**SELECTED TEXT:**
↓↓↓

One sentence appears almost ritualistically whenever large language models are discussed:
“But they don’t really understand.”
The statement is usually delivered with enormous confidence, as though it settles the matter completely. The machine may produce astonishingly coherent language, solve problems, explain concepts, imitate styles, generate arguments, and sustain complex conversations — but somewhere beyond all this, people insist, genuine understanding remains absent.
Yet remarkably few people stop to ask what “understanding” actually is.
This absence matters.
Because the entire cultural argument surrounding artificial intelligence increasingly turns upon a concept humans themselves have never clearly understood.
The phrase functions almost defensively. Faced with machines producing coherent symbolic behaviour, humans instinctively retreat toward the idea that genuine understanding must involve some deeper inner property inaccessible to computation.
But still:
“It doesn’t really understand.”
Notice what is happening here.
The moment symbolic performance becomes difficult to distinguish from human communicative behaviour, the definition of understanding retreats inward into an increasingly invisible metaphysical territory.
Understanding becomes imagined as a hidden essence existing behind behaviour rather than within relational participation itself.
This is the final refuge of the inner homunculus.
Under representational models of mind, understanding is usually imagined as possession of correct internal semantic representations. The subject supposedly contains meanings privately inside consciousness and manipulates symbolic forms according to those internally possessed meanings.
But this model faces profound difficulties.

↑↑↑

**EXERCISE INSTRUCTIONS:**
Reproduce the passage on machine understanding above, everything from "The moment symbolic" down to "relational participation itself.".

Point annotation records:
↓↓↓

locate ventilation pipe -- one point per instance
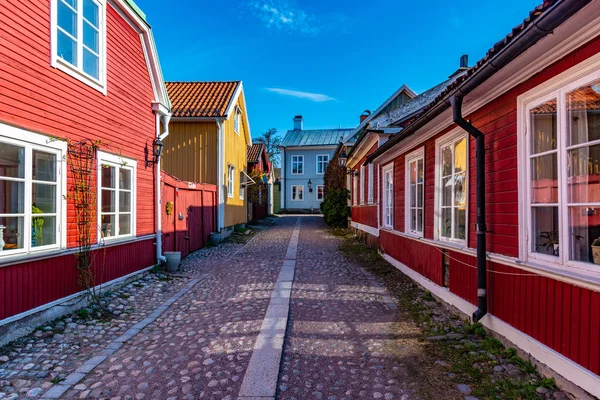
(456, 102)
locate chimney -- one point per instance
(298, 122)
(364, 115)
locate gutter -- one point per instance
(543, 25)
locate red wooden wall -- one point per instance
(198, 205)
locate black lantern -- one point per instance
(343, 159)
(157, 148)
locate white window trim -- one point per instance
(556, 87)
(322, 198)
(362, 185)
(121, 162)
(451, 136)
(30, 140)
(292, 192)
(230, 181)
(322, 162)
(415, 156)
(389, 168)
(300, 160)
(76, 72)
(371, 181)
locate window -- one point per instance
(414, 192)
(562, 163)
(297, 192)
(297, 165)
(78, 39)
(362, 184)
(451, 184)
(388, 196)
(117, 196)
(241, 185)
(31, 204)
(320, 192)
(322, 161)
(371, 183)
(230, 180)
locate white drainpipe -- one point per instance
(165, 120)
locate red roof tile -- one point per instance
(201, 99)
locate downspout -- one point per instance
(165, 120)
(456, 102)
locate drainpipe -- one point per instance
(456, 102)
(165, 120)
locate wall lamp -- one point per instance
(157, 149)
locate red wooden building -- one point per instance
(76, 69)
(488, 195)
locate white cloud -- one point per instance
(282, 15)
(316, 97)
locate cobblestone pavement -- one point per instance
(345, 337)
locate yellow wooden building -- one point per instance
(208, 137)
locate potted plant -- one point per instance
(596, 250)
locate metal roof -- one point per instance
(314, 137)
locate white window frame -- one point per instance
(322, 161)
(451, 137)
(322, 191)
(32, 141)
(292, 192)
(230, 181)
(555, 88)
(118, 162)
(362, 185)
(411, 158)
(76, 71)
(387, 220)
(299, 161)
(371, 184)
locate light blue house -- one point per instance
(304, 158)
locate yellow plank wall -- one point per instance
(190, 151)
(235, 154)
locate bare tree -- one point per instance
(272, 143)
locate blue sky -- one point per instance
(327, 60)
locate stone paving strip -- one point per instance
(81, 372)
(260, 380)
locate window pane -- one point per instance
(446, 223)
(91, 12)
(108, 201)
(583, 114)
(12, 161)
(124, 201)
(108, 176)
(125, 178)
(91, 37)
(460, 227)
(584, 228)
(584, 174)
(43, 231)
(12, 197)
(67, 19)
(460, 155)
(13, 232)
(543, 127)
(107, 225)
(544, 179)
(44, 199)
(124, 224)
(90, 64)
(545, 230)
(446, 161)
(44, 166)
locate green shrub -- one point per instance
(335, 208)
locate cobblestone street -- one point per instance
(195, 338)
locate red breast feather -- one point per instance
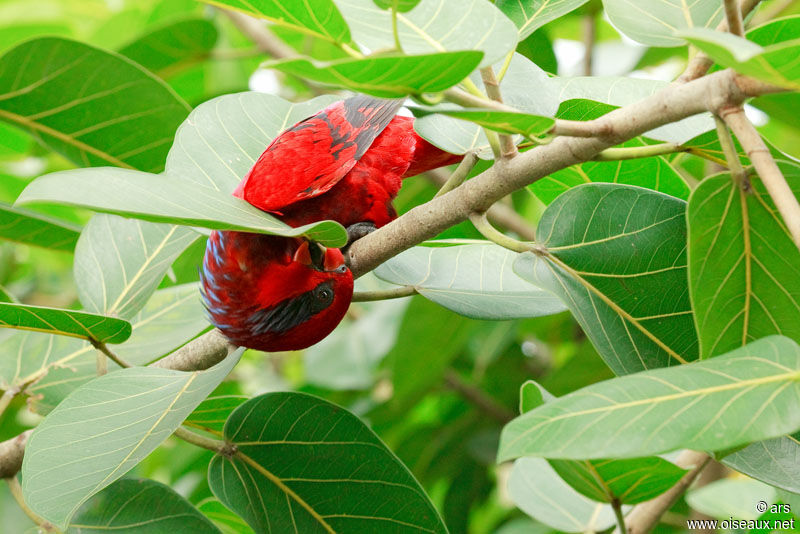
(260, 298)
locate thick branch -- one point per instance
(646, 515)
(767, 169)
(476, 195)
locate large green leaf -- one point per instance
(775, 63)
(31, 228)
(120, 262)
(433, 26)
(387, 76)
(222, 138)
(103, 429)
(628, 481)
(746, 395)
(530, 15)
(64, 322)
(174, 200)
(653, 173)
(661, 22)
(140, 506)
(473, 280)
(320, 18)
(92, 106)
(539, 492)
(169, 319)
(339, 476)
(773, 461)
(744, 269)
(616, 255)
(173, 47)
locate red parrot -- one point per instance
(346, 164)
(273, 293)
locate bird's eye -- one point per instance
(324, 294)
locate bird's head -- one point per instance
(274, 293)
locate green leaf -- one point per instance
(532, 395)
(341, 477)
(349, 357)
(402, 6)
(457, 136)
(530, 15)
(173, 47)
(653, 173)
(169, 319)
(621, 91)
(433, 26)
(539, 492)
(226, 521)
(661, 22)
(473, 280)
(617, 258)
(64, 322)
(103, 429)
(628, 481)
(430, 338)
(726, 498)
(142, 506)
(211, 414)
(120, 262)
(94, 107)
(320, 18)
(746, 395)
(153, 198)
(500, 121)
(386, 76)
(744, 268)
(222, 138)
(772, 461)
(31, 228)
(775, 63)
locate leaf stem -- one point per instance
(633, 152)
(617, 507)
(459, 175)
(738, 173)
(204, 442)
(507, 147)
(494, 235)
(384, 294)
(102, 347)
(16, 492)
(769, 172)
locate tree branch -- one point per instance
(767, 169)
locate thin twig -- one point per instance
(733, 15)
(458, 176)
(700, 63)
(765, 166)
(646, 515)
(384, 294)
(102, 347)
(477, 397)
(507, 147)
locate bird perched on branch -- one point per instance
(346, 164)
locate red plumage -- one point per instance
(346, 164)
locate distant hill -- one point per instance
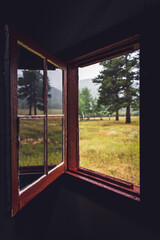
(90, 85)
(55, 101)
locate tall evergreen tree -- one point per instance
(131, 86)
(111, 79)
(85, 102)
(30, 88)
(118, 84)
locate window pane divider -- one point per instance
(56, 115)
(31, 116)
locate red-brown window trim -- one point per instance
(21, 198)
(116, 185)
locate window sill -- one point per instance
(112, 184)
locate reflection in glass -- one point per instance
(31, 150)
(55, 90)
(55, 142)
(30, 83)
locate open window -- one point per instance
(46, 118)
(38, 118)
(104, 110)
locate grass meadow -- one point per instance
(111, 147)
(31, 142)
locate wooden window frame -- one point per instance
(21, 198)
(116, 49)
(70, 164)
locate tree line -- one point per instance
(118, 88)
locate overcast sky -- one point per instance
(90, 71)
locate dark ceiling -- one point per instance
(60, 25)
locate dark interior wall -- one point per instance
(69, 208)
(58, 25)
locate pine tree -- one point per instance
(119, 84)
(85, 102)
(111, 79)
(30, 88)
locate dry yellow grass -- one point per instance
(111, 148)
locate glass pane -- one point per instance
(30, 83)
(109, 117)
(55, 142)
(55, 90)
(31, 150)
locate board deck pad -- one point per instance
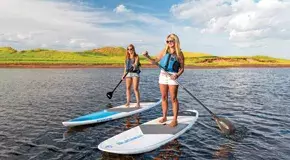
(110, 114)
(149, 136)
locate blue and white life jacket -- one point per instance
(129, 64)
(170, 63)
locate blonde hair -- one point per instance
(177, 44)
(127, 52)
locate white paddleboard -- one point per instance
(110, 114)
(149, 136)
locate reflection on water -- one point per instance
(34, 102)
(225, 151)
(132, 121)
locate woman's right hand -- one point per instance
(123, 77)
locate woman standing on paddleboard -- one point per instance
(132, 66)
(171, 60)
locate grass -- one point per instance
(116, 55)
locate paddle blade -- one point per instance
(225, 125)
(110, 95)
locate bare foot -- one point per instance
(162, 120)
(138, 105)
(127, 104)
(173, 123)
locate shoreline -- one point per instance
(67, 66)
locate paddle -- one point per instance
(110, 94)
(225, 125)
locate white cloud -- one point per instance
(242, 20)
(121, 9)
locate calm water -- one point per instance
(34, 102)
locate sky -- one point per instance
(217, 27)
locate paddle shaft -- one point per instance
(120, 82)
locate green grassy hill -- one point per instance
(116, 55)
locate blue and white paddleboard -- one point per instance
(110, 114)
(149, 136)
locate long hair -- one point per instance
(127, 52)
(177, 44)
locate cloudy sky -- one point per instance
(218, 27)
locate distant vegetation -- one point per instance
(116, 55)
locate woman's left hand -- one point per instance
(174, 76)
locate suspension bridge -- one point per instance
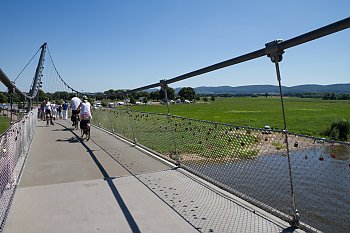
(149, 172)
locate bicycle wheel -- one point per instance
(88, 134)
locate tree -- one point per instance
(187, 93)
(132, 100)
(339, 130)
(145, 100)
(170, 92)
(155, 95)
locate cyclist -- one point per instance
(48, 111)
(75, 103)
(85, 112)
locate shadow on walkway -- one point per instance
(131, 221)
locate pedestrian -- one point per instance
(65, 107)
(48, 112)
(54, 110)
(59, 111)
(75, 102)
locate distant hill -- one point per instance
(271, 89)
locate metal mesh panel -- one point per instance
(253, 164)
(14, 146)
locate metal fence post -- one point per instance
(275, 53)
(128, 112)
(164, 86)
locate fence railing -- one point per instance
(250, 163)
(14, 146)
(291, 176)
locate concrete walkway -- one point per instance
(108, 185)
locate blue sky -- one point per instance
(112, 44)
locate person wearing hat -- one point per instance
(85, 112)
(75, 103)
(85, 109)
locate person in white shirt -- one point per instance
(75, 103)
(85, 112)
(85, 109)
(48, 111)
(54, 110)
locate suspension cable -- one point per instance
(26, 65)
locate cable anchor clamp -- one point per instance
(163, 84)
(273, 51)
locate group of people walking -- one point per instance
(51, 111)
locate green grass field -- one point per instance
(305, 116)
(4, 124)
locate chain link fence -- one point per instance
(14, 147)
(250, 163)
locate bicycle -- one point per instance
(75, 119)
(85, 128)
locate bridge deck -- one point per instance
(108, 185)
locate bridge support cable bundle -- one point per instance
(275, 53)
(268, 168)
(14, 147)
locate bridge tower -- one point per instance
(38, 74)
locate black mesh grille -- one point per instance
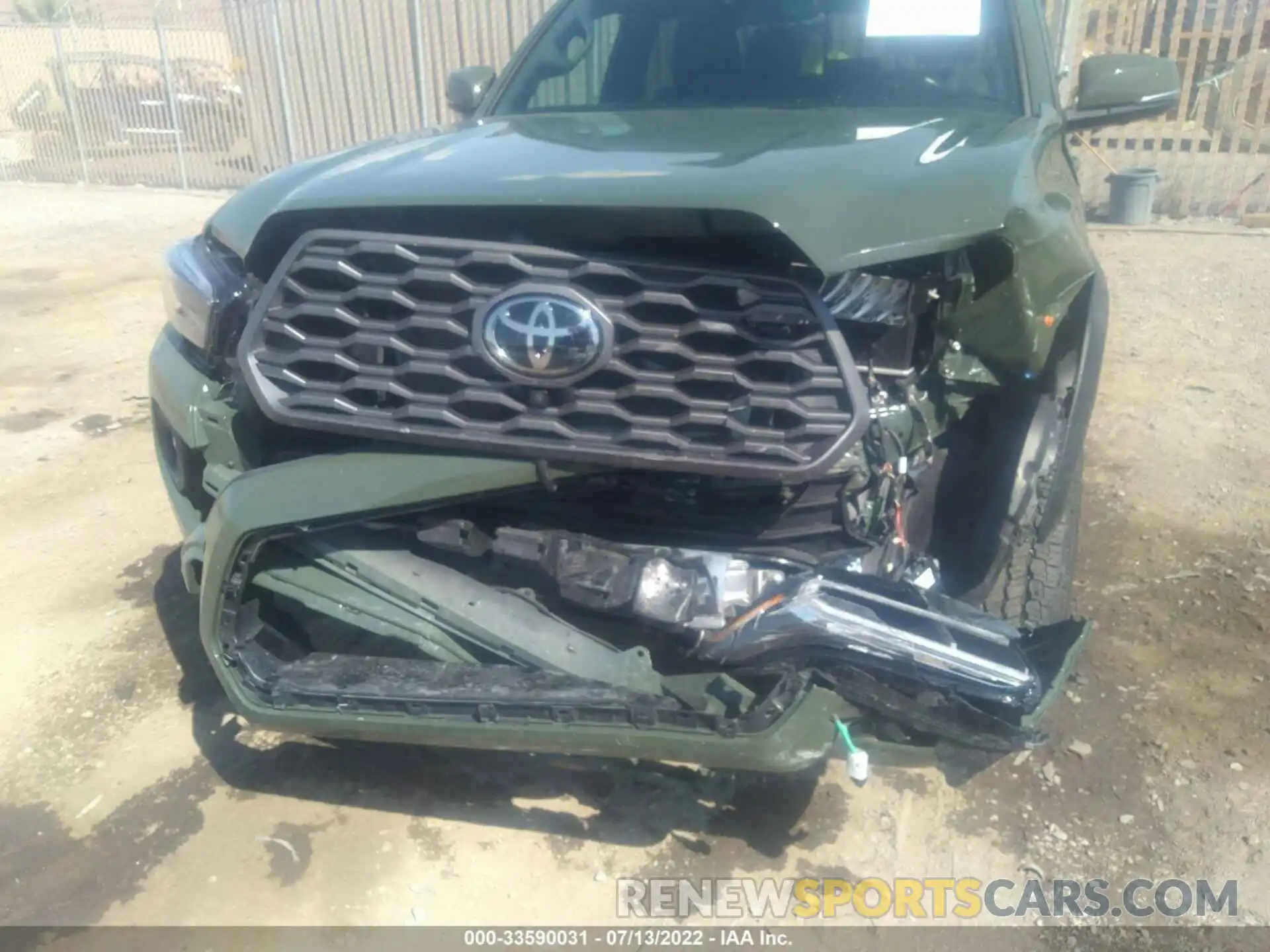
(371, 335)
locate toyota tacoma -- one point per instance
(719, 377)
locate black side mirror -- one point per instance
(1122, 88)
(468, 87)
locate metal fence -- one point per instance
(214, 93)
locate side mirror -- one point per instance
(466, 88)
(1122, 88)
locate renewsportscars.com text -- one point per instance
(923, 898)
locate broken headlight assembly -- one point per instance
(206, 292)
(869, 299)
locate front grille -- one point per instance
(371, 335)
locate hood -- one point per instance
(849, 187)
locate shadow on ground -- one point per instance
(634, 804)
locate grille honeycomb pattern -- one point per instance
(370, 335)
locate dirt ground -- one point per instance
(128, 793)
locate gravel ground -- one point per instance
(128, 793)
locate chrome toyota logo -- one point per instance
(542, 337)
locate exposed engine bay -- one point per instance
(694, 601)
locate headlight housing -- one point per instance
(206, 294)
(869, 299)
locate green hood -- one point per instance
(849, 187)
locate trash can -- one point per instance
(1133, 196)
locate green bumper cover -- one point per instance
(324, 491)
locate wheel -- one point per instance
(1034, 587)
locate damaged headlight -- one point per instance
(700, 589)
(869, 299)
(206, 294)
(680, 587)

↑↑↑

**TASK RESPONSE:**
The moment symbolic performance becomes difficult to distinguish from human communicative behaviour, the definition of understanding retreats inward into an increasingly invisible metaphysical territory.
Understanding becomes imagined as a hidden essence existing behind behaviour rather than within relational participation itself.